[Requirement]
Convert part of the listing into a Markdown table with the columns Row and Line, numbering each row and skipping any blank lines. Begin at the line that has "Detect girl's eye." and stop after the line that has "xmin=90 ymin=292 xmax=209 ymax=322".

[Box-labeled dataset extracts]
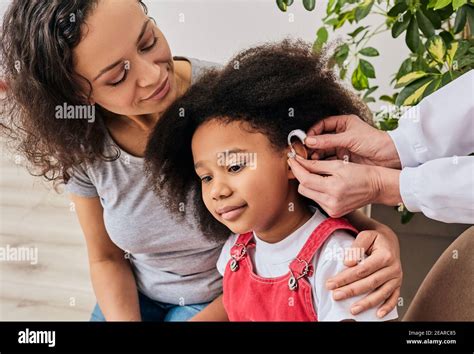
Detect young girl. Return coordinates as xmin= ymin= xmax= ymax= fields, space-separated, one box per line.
xmin=146 ymin=40 xmax=397 ymax=321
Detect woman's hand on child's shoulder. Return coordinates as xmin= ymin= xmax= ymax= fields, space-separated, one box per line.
xmin=326 ymin=223 xmax=403 ymax=318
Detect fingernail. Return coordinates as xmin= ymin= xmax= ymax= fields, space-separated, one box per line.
xmin=326 ymin=281 xmax=337 ymax=290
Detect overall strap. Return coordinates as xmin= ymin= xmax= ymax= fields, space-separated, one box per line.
xmin=290 ymin=218 xmax=358 ymax=280
xmin=230 ymin=231 xmax=254 ymax=261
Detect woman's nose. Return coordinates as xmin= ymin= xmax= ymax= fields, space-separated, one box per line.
xmin=137 ymin=59 xmax=163 ymax=89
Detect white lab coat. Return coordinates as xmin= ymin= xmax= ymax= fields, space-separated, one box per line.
xmin=389 ymin=70 xmax=474 ymax=224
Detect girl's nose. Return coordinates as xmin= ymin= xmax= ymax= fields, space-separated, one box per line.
xmin=211 ymin=181 xmax=232 ymax=200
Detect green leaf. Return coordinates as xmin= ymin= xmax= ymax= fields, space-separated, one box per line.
xmin=334 ymin=43 xmax=349 ymax=66
xmin=405 ymin=17 xmax=420 ymax=53
xmin=323 ymin=18 xmax=339 ymax=26
xmin=395 ymin=77 xmax=432 ymax=106
xmin=387 ymin=1 xmax=408 ymax=17
xmin=422 ymin=78 xmax=441 ymax=99
xmin=416 ymin=10 xmax=435 ymax=38
xmin=364 ymin=86 xmax=379 ymax=98
xmin=434 ymin=0 xmax=453 ymax=10
xmin=359 ymin=47 xmax=379 ymax=57
xmin=395 ymin=58 xmax=413 ymax=80
xmin=313 ymin=26 xmax=328 ymax=53
xmin=453 ymin=6 xmax=467 ymax=33
xmin=392 ymin=12 xmax=411 ymax=38
xmin=359 ymin=59 xmax=375 ymax=79
xmin=453 ymin=0 xmax=467 ymax=11
xmin=439 ymin=31 xmax=454 ymax=45
xmin=316 ymin=27 xmax=328 ymax=43
xmin=379 ymin=95 xmax=395 ymax=104
xmin=426 ymin=36 xmax=446 ymax=63
xmin=421 ymin=7 xmax=441 ymax=29
xmin=349 ymin=26 xmax=369 ymax=38
xmin=276 ymin=0 xmax=288 ymax=12
xmin=303 ymin=0 xmax=316 ymax=11
xmin=379 ymin=117 xmax=398 ymax=131
xmin=467 ymin=6 xmax=474 ymax=36
xmin=395 ymin=71 xmax=428 ymax=88
xmin=446 ymin=42 xmax=459 ymax=67
xmin=351 ymin=65 xmax=369 ymax=91
xmin=355 ymin=0 xmax=374 ymax=22
xmin=339 ymin=68 xmax=347 ymax=80
xmin=362 ymin=97 xmax=375 ymax=103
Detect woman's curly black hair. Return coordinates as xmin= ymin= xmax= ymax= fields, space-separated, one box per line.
xmin=0 ymin=0 xmax=148 ymax=187
xmin=145 ymin=39 xmax=371 ymax=239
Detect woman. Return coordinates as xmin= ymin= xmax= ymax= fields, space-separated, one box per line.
xmin=2 ymin=0 xmax=402 ymax=321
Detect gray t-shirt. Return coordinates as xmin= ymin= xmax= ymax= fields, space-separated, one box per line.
xmin=66 ymin=57 xmax=225 ymax=305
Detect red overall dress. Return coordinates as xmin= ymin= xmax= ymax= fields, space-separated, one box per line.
xmin=223 ymin=218 xmax=357 ymax=321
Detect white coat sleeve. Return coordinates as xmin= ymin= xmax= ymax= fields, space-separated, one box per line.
xmin=388 ymin=70 xmax=474 ymax=167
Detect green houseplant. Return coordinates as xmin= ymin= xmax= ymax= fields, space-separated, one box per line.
xmin=276 ymin=0 xmax=474 ymax=223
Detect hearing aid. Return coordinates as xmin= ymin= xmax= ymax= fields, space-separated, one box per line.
xmin=288 ymin=129 xmax=306 ymax=159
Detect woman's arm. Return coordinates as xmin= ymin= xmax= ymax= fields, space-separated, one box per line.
xmin=326 ymin=210 xmax=403 ymax=318
xmin=70 ymin=194 xmax=141 ymax=321
xmin=190 ymin=295 xmax=229 ymax=322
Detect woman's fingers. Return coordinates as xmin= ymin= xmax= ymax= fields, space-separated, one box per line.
xmin=351 ymin=278 xmax=400 ymax=317
xmin=310 ymin=149 xmax=336 ymax=160
xmin=296 ymin=155 xmax=343 ymax=176
xmin=326 ymin=254 xmax=385 ymax=292
xmin=333 ymin=267 xmax=398 ymax=300
xmin=344 ymin=230 xmax=377 ymax=267
xmin=298 ymin=184 xmax=328 ymax=209
xmin=305 ymin=133 xmax=353 ymax=150
xmin=377 ymin=287 xmax=400 ymax=318
xmin=307 ymin=115 xmax=352 ymax=135
xmin=288 ymin=159 xmax=326 ymax=190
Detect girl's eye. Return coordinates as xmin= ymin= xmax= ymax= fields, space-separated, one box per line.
xmin=201 ymin=176 xmax=212 ymax=183
xmin=227 ymin=164 xmax=245 ymax=173
xmin=140 ymin=36 xmax=158 ymax=52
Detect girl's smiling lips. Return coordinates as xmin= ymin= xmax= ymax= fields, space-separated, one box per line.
xmin=216 ymin=204 xmax=247 ymax=221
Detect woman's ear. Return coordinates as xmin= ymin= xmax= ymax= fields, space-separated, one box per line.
xmin=286 ymin=139 xmax=308 ymax=179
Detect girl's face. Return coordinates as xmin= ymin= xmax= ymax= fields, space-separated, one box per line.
xmin=74 ymin=0 xmax=178 ymax=116
xmin=192 ymin=120 xmax=304 ymax=235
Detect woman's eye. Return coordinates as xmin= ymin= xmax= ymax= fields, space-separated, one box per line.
xmin=227 ymin=164 xmax=245 ymax=173
xmin=201 ymin=176 xmax=212 ymax=183
xmin=110 ymin=70 xmax=128 ymax=86
xmin=141 ymin=36 xmax=158 ymax=52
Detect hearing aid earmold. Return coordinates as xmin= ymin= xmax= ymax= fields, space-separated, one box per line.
xmin=288 ymin=129 xmax=306 ymax=159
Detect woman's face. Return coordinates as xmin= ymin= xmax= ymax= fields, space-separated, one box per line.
xmin=74 ymin=0 xmax=178 ymax=116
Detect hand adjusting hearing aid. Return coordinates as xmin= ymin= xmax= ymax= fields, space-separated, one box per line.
xmin=288 ymin=129 xmax=306 ymax=159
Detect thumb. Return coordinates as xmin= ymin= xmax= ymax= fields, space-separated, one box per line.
xmin=344 ymin=231 xmax=377 ymax=267
xmin=305 ymin=132 xmax=351 ymax=150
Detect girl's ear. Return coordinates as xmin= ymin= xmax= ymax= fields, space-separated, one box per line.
xmin=286 ymin=140 xmax=308 ymax=179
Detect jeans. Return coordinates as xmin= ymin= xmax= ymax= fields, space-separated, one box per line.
xmin=90 ymin=292 xmax=209 ymax=322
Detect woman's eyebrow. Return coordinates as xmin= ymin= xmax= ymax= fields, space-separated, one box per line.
xmin=92 ymin=18 xmax=151 ymax=81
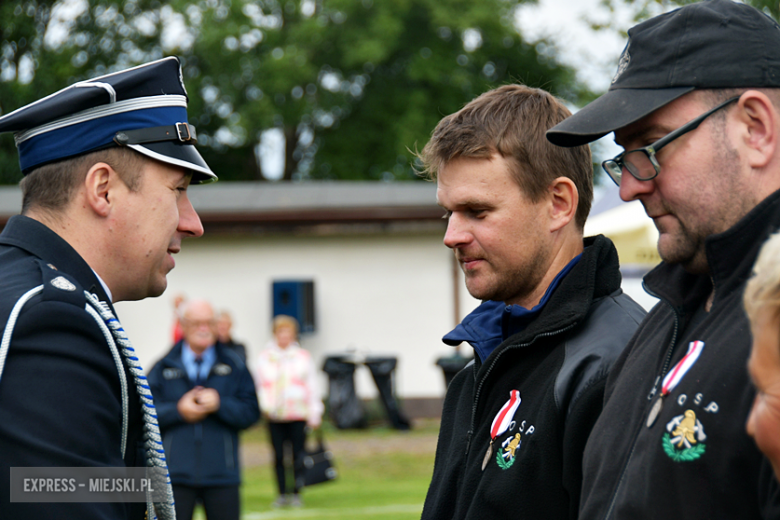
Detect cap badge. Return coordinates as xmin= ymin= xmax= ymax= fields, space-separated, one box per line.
xmin=612 ymin=40 xmax=631 ymax=85
xmin=51 ymin=276 xmax=76 ymax=291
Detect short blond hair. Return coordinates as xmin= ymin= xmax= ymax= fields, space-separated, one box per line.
xmin=272 ymin=314 xmax=298 ymax=337
xmin=743 ymin=233 xmax=780 ymax=324
xmin=418 ymin=84 xmax=593 ymax=229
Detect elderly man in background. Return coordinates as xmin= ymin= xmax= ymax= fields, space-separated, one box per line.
xmin=149 ymin=300 xmax=260 ymax=520
xmin=547 ymin=0 xmax=780 ymax=519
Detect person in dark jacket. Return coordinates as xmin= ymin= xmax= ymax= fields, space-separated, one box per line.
xmin=547 ymin=0 xmax=780 ymax=520
xmin=421 ymin=85 xmax=645 ymax=520
xmin=149 ymin=300 xmax=260 ymax=520
xmin=0 ymin=57 xmax=215 ymax=520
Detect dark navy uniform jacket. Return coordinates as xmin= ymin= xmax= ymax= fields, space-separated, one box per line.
xmin=0 ymin=216 xmax=145 ymax=520
xmin=149 ymin=341 xmax=260 ymax=487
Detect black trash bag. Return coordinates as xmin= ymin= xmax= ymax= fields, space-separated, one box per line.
xmin=365 ymin=358 xmax=411 ymax=430
xmin=436 ymin=353 xmax=474 ymax=388
xmin=322 ymin=356 xmax=367 ymax=430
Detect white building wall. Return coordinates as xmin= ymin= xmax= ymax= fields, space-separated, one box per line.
xmin=117 ymin=233 xmax=478 ymax=398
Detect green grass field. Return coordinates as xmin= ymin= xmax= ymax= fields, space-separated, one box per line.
xmin=222 ymin=421 xmax=439 ymax=520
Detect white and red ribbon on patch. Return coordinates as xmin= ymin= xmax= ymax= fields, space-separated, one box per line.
xmin=490 ymin=390 xmax=522 ymax=440
xmin=661 ymin=341 xmax=704 ymax=396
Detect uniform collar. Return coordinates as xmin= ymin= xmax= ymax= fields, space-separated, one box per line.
xmin=442 ymin=253 xmax=582 ymax=362
xmin=0 ymin=215 xmax=111 ymax=304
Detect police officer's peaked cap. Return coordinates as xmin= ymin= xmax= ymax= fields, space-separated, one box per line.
xmin=0 ymin=57 xmax=217 ymax=183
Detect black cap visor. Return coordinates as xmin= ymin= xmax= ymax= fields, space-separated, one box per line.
xmin=127 ymin=141 xmax=217 ymax=184
xmin=547 ymin=87 xmax=695 ymax=146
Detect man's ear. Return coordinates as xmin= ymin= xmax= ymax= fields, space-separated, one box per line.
xmin=736 ymin=90 xmax=778 ymax=169
xmin=84 ymin=162 xmax=117 ymax=217
xmin=549 ymin=177 xmax=580 ymax=231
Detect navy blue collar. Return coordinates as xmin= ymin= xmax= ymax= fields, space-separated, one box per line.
xmin=442 ymin=253 xmax=582 ymax=362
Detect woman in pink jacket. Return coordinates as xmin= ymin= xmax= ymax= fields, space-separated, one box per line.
xmin=255 ymin=315 xmax=323 ymax=507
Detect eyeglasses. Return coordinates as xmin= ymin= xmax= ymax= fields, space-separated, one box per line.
xmin=601 ymin=96 xmax=740 ymax=186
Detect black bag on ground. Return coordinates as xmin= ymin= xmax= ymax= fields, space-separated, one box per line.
xmin=298 ymin=428 xmax=338 ymax=487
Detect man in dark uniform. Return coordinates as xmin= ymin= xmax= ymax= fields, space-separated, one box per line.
xmin=0 ymin=58 xmax=216 ymax=520
xmin=547 ymin=0 xmax=780 ymax=520
xmin=149 ymin=300 xmax=260 ymax=520
xmin=421 ymin=85 xmax=645 ymax=520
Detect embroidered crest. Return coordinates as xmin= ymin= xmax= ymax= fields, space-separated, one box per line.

[Answer below]
| Row | Line |
|---|---|
| 1 | Detect girl's eye. Return coordinates as xmin= ymin= xmax= ymax= fields, space-separated, one box per line. |
| 2 | xmin=201 ymin=176 xmax=212 ymax=183 |
| 3 | xmin=227 ymin=164 xmax=245 ymax=173 |
| 4 | xmin=140 ymin=36 xmax=158 ymax=52 |
| 5 | Detect girl's smiling lips. Return coordinates as xmin= ymin= xmax= ymax= fields, space-separated, one box per line. |
| 6 | xmin=216 ymin=204 xmax=247 ymax=221 |
| 7 | Detect woman's ear. Return coordinates as xmin= ymin= xmax= ymax= fields, space-separated, one box per line. |
| 8 | xmin=286 ymin=139 xmax=308 ymax=179 |
| 9 | Detect girl's face. Return coordinates as xmin= ymin= xmax= ymax= fields, space-separated, one box per line. |
| 10 | xmin=74 ymin=0 xmax=178 ymax=116 |
| 11 | xmin=192 ymin=120 xmax=304 ymax=235 |
| 12 | Detect woman's eye. Return coordinates as xmin= ymin= xmax= ymax= fields, space-separated, one box per line. |
| 13 | xmin=227 ymin=164 xmax=245 ymax=173 |
| 14 | xmin=201 ymin=176 xmax=212 ymax=183 |
| 15 | xmin=110 ymin=70 xmax=128 ymax=86 |
| 16 | xmin=141 ymin=36 xmax=158 ymax=52 |
| 17 | Detect hearing aid earmold. Return coordinates as xmin= ymin= xmax= ymax= fields, space-separated, one box per line. |
| 18 | xmin=288 ymin=129 xmax=306 ymax=159 |
| 19 | Detect woman's face. Return coordinates as xmin= ymin= xmax= ymax= fields, space-separated, one box per line. |
| 20 | xmin=74 ymin=0 xmax=178 ymax=116 |
| 21 | Detect hand adjusting hearing aid. Return coordinates as xmin= ymin= xmax= ymax= fields, space-separated, one box per line. |
| 22 | xmin=288 ymin=129 xmax=306 ymax=159 |
| 23 | Detect thumb. Return coordinates as xmin= ymin= xmax= ymax= fields, space-separated, one box per line. |
| 24 | xmin=344 ymin=231 xmax=377 ymax=267 |
| 25 | xmin=305 ymin=132 xmax=351 ymax=150 |
| 26 | Detect girl's ear. Return coordinates as xmin= ymin= xmax= ymax= fields, space-separated, one box per line. |
| 27 | xmin=286 ymin=140 xmax=308 ymax=179 |
| 28 | Detect jeans. Return coordinates as xmin= ymin= xmax= ymax= fields, space-separated, one box per line. |
| 29 | xmin=90 ymin=292 xmax=209 ymax=322 |